[Excerpts of location labeling data]
-- -- --
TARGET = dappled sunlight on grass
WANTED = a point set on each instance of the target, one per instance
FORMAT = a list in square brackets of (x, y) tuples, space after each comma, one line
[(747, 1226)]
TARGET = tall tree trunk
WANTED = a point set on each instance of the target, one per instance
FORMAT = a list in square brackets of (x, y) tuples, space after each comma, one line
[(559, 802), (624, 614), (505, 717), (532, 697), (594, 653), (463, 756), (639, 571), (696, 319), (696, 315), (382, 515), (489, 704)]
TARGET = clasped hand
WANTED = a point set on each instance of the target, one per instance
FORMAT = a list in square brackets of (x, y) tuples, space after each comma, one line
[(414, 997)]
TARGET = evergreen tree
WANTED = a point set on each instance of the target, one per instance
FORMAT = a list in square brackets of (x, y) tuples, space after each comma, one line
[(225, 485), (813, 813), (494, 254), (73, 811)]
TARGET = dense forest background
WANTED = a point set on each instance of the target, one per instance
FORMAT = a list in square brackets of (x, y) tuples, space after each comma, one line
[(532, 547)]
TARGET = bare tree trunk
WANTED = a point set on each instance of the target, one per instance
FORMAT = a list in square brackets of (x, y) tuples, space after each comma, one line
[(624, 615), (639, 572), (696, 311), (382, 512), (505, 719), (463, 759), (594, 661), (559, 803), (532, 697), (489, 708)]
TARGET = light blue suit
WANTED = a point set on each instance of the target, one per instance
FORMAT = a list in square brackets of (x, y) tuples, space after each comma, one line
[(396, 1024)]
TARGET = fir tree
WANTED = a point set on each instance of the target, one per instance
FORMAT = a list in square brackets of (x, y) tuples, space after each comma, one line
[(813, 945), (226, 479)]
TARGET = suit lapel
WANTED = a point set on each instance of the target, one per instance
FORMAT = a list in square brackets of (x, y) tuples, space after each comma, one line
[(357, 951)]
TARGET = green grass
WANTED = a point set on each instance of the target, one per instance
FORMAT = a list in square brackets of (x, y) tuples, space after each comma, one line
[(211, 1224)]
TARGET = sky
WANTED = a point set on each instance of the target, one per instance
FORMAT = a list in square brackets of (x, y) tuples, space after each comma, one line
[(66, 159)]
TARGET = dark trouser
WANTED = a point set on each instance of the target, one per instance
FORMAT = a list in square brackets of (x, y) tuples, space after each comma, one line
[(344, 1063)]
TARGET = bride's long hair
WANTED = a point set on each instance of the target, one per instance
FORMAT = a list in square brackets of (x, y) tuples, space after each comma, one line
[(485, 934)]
-- -- --
Rewrite all of the data, putting "trunk" wherever "tree trunk" appears and leaving everything else unchanged.

## WRITTEN RESPONSE
TARGET = dappled sunlight on grass
WANTED = a point set on each instance of the target, one per instance
FORMAT = a list in square brackets of (x, y) tuples, space after each comma, one line
[(747, 1226)]
TARGET = tall trunk
WANTED = a point set on each instance of the target, one per instance
FORMAT = a list in square brackets of (x, y) tuples, space after each comma, one line
[(559, 802), (624, 614), (505, 717), (532, 697), (594, 653), (463, 756), (639, 571), (696, 319), (696, 315), (382, 515), (489, 704)]
TARGET = clasped hand
WANTED = a point set on each instance of the target, one per instance
FORMAT = a list in square brackets of (x, y) tuples, space after each comma, one line
[(414, 997)]
TARGET = evergreen tree
WANTED = a point set on each instance of the target, one per instance
FORMAT = a list in square brackets of (x, y) tuples, space after each comma, one line
[(225, 485), (813, 813), (494, 254), (73, 811)]
TARGET = dense forest background
WANTED = a point set on each instance of the target, one per instance
FORMAT = a list in square brackets of (x, y) tuples, space after each comma, one line
[(532, 547)]
TARGET = bare trunk
WANTED = a point set on each instance of the target, one per instance
FORMAT = a list in square brackets of (x, y) tuples, space after each comma, one line
[(624, 615), (639, 572), (696, 311), (382, 512), (505, 719), (463, 759), (594, 661), (559, 803), (532, 697), (489, 708)]
TARGET = light blue suit
WANTED = a point set on each instance of the target, one per instance
FORMAT = a list in square brackets of (x, y) tuples, space after each comma, one line
[(396, 1024)]
TARGET = fir tree
WANTED = a point set on each instance of the target, one per instance
FORMAT = a list in square brackets of (x, y) tuples, space after each comma, one line
[(813, 945), (226, 479)]
TARGET = suit lapel
WANTED = a point set on each instance of the target, one per instance
FORMAT = a list in square brackets of (x, y) tuples, space after each comma, one line
[(357, 951)]
TARGET = green grass
WANTED = a point set on each instance of the target, one per instance
FORMAT = a list in square brackets of (x, y) tuples, space after each comma, one line
[(211, 1224)]
TARGET = sky
WANTED = a point set on each instance of the target, one per instance
FORMAT = a list in square brackets of (x, y) tuples, space after each comma, one line
[(66, 159)]
TARGET = dark trouser
WANTED = a point set on each instance of the target, one per instance
FORMAT = a list in square brackets of (x, y) tuples, space after each comma, one line
[(344, 1063)]
TARGET = bride's long hair
WANTED = a point set on each instance of the target, one per instance
FORMAT = a list in square brackets of (x, y) tuples, space after each comma, one line
[(485, 934)]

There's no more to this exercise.